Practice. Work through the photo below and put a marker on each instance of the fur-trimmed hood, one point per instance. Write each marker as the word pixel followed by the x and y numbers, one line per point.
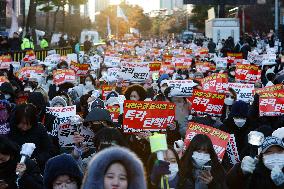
pixel 98 165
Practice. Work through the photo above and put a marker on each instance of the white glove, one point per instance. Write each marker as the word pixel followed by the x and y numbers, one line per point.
pixel 277 176
pixel 248 164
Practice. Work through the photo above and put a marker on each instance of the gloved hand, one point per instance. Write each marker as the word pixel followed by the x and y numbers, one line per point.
pixel 248 164
pixel 277 176
pixel 159 169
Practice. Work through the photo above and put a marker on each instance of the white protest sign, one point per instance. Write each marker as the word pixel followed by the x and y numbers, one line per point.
pixel 135 71
pixel 181 88
pixel 62 115
pixel 221 63
pixel 244 91
pixel 232 150
pixel 113 74
pixel 66 134
pixel 112 61
pixel 269 59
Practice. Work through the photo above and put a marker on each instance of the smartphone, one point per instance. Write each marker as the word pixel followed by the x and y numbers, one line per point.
pixel 206 168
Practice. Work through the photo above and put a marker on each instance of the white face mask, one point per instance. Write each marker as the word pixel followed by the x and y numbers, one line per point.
pixel 229 101
pixel 200 158
pixel 173 167
pixel 66 186
pixel 273 160
pixel 240 122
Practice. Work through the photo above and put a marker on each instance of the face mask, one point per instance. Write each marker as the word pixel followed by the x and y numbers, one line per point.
pixel 229 101
pixel 240 122
pixel 66 186
pixel 173 167
pixel 201 158
pixel 7 96
pixel 273 160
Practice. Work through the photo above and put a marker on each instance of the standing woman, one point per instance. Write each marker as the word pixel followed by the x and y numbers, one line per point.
pixel 200 155
pixel 26 129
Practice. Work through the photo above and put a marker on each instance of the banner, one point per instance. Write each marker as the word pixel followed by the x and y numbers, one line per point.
pixel 244 91
pixel 207 103
pixel 247 73
pixel 63 76
pixel 114 112
pixel 271 103
pixel 80 69
pixel 26 72
pixel 155 66
pixel 181 88
pixel 219 138
pixel 62 115
pixel 232 150
pixel 142 116
pixel 112 61
pixel 273 88
pixel 215 82
pixel 135 71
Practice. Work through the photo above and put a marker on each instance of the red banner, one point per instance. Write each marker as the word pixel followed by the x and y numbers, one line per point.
pixel 271 103
pixel 63 76
pixel 247 73
pixel 207 103
pixel 215 82
pixel 219 138
pixel 80 69
pixel 142 116
pixel 114 112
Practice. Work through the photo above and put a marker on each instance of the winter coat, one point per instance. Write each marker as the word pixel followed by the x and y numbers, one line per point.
pixel 30 179
pixel 260 178
pixel 99 164
pixel 37 135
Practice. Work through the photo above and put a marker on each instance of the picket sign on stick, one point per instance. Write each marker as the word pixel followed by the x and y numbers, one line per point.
pixel 207 103
pixel 135 71
pixel 147 116
pixel 219 138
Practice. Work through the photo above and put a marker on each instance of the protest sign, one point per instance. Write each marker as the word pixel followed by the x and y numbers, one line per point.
pixel 221 63
pixel 135 71
pixel 155 66
pixel 207 103
pixel 271 103
pixel 141 116
pixel 219 138
pixel 273 88
pixel 181 88
pixel 63 76
pixel 215 82
pixel 244 91
pixel 232 150
pixel 112 61
pixel 113 74
pixel 114 112
pixel 80 69
pixel 62 115
pixel 247 73
pixel 26 72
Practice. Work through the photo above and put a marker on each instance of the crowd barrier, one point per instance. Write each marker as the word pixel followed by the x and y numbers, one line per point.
pixel 40 54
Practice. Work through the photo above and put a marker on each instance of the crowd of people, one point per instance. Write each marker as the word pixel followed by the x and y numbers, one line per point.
pixel 113 159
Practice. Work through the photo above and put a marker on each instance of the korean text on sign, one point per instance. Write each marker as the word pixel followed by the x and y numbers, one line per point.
pixel 147 116
pixel 207 103
pixel 271 103
pixel 219 138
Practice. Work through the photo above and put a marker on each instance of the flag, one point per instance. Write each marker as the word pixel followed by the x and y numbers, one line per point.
pixel 108 27
pixel 120 14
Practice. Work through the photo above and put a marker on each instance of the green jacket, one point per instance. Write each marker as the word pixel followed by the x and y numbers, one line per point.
pixel 27 44
pixel 43 44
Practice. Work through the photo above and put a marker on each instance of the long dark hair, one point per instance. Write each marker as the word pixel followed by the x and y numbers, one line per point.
pixel 199 142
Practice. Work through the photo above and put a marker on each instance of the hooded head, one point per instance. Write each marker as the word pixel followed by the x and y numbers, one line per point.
pixel 61 165
pixel 104 159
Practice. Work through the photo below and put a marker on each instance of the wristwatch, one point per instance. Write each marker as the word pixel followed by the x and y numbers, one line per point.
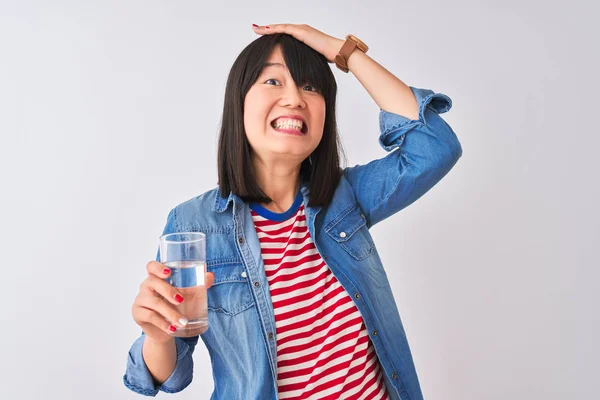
pixel 351 43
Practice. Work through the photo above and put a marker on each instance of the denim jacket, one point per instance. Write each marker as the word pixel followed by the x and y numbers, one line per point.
pixel 241 338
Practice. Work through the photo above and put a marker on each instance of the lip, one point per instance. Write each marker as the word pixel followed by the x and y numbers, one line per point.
pixel 292 116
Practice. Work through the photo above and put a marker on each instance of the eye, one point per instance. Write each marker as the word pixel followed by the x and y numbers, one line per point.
pixel 271 80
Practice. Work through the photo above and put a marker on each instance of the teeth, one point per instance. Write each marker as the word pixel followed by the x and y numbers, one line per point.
pixel 288 124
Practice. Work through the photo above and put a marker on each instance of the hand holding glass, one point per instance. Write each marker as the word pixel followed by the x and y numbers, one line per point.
pixel 184 253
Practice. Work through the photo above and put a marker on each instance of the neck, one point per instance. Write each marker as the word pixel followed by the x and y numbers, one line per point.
pixel 280 181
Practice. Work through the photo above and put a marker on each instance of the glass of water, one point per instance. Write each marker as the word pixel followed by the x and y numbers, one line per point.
pixel 184 253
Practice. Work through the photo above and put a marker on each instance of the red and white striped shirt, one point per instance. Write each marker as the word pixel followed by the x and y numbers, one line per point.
pixel 323 347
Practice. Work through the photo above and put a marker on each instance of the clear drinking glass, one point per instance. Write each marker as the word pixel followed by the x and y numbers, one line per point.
pixel 185 254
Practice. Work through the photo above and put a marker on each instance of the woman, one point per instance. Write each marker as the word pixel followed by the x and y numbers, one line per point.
pixel 301 306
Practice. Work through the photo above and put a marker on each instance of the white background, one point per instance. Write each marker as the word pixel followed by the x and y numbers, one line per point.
pixel 109 114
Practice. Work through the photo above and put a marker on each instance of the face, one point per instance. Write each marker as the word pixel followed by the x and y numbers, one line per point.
pixel 272 96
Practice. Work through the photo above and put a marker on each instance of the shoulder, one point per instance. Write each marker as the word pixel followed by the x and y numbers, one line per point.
pixel 196 207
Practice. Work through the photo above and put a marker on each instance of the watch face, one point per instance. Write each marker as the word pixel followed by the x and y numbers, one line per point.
pixel 359 42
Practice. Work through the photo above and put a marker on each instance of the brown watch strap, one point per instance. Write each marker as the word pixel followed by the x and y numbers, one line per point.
pixel 351 43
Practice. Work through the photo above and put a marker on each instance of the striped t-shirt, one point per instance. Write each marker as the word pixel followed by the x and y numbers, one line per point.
pixel 323 347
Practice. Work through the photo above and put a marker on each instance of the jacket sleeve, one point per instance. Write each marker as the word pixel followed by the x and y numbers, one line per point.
pixel 137 376
pixel 422 152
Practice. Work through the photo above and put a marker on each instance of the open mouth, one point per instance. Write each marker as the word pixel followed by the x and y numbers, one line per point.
pixel 291 129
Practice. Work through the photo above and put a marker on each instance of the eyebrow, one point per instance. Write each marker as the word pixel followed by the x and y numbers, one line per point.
pixel 274 65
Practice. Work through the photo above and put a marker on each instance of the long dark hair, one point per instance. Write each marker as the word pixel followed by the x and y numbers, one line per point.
pixel 321 171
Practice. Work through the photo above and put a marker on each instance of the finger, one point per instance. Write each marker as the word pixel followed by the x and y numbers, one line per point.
pixel 150 317
pixel 157 269
pixel 167 310
pixel 158 285
pixel 290 29
pixel 209 279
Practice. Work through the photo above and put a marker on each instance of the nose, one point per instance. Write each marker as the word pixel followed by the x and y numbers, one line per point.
pixel 292 97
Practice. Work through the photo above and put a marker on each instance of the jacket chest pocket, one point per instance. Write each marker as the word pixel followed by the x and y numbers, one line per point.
pixel 230 293
pixel 351 233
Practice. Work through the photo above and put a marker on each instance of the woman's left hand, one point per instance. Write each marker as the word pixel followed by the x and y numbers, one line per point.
pixel 327 45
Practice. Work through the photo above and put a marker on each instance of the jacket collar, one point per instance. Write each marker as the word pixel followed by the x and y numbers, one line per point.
pixel 222 203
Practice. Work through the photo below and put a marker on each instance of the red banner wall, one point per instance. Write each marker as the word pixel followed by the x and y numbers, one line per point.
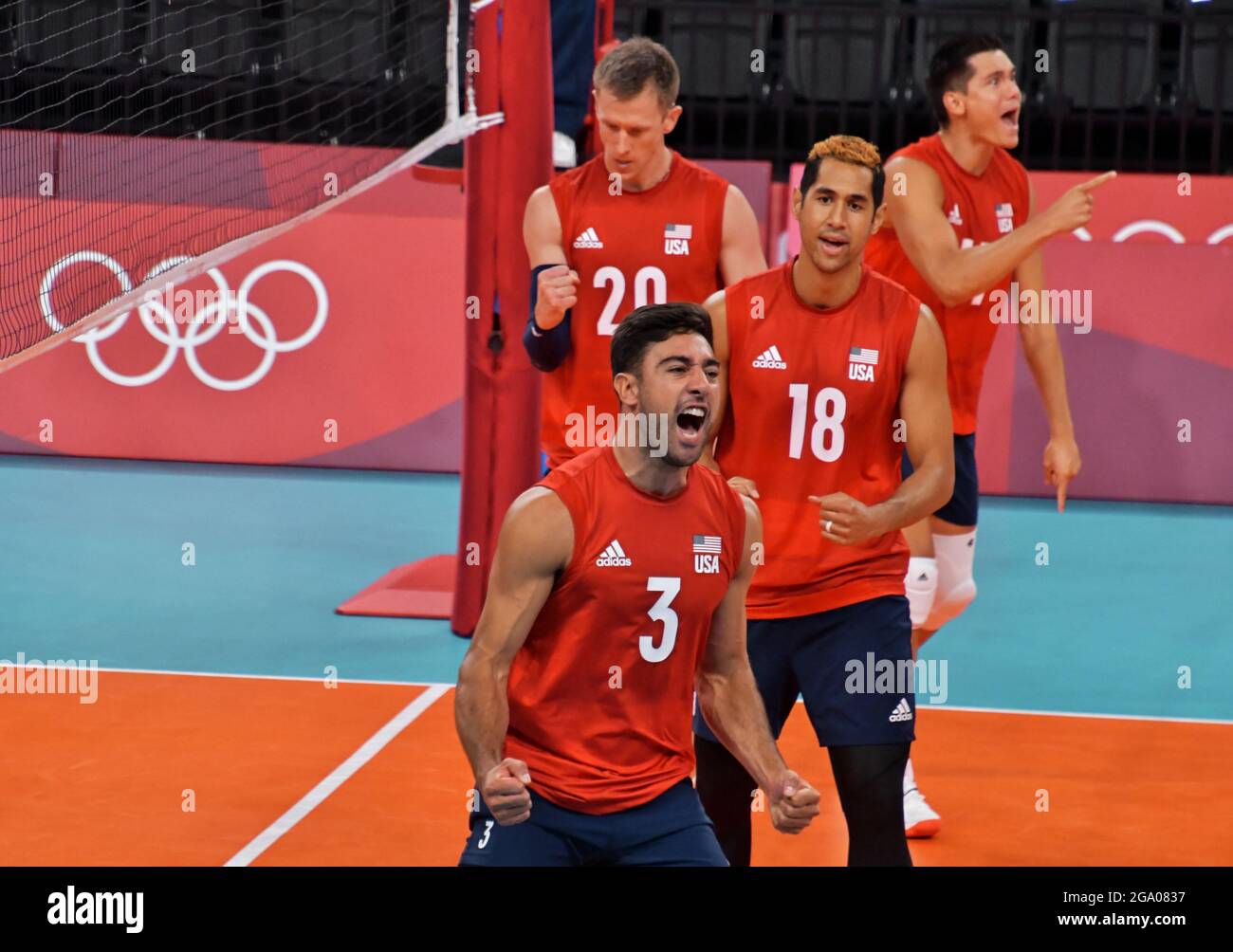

**WORK TO BE COMPLETED:** Copy exactly the lines from the one containing "the nose, one" to the end of the records, both included, and leave the pictures out.

**WRITTEN REPLY:**
Practice. Work through the photo above and put a marker on each instance of the nose, one point per instance. Write each marker as the word pixel followed by the x and y numbers, one line per point.
pixel 292 97
Practice. Work through the photo above and put a marker on each instance of the jacket chest pocket, one point per instance. Write each marker as the word pixel followed by the x and y numbers, one line per point.
pixel 230 293
pixel 351 233
Practice. Work through the photo above and put a marker on each instance of the woman's left hand, one point per instance. Write each marker as the word pixel followed by the x and y numbers, one line per point.
pixel 327 45
Practice. Work through the photo above and put a marker on each instance of the jacket collar, one point per instance. Write each marker as the word pixel followed by the x and y numbers, one line per point.
pixel 222 203
Practice. Work through the photo below and put a marker on each instance of the red banner wall, one point per instance. Write each marker as the word pixel followed by the x and y numbers, one line per point.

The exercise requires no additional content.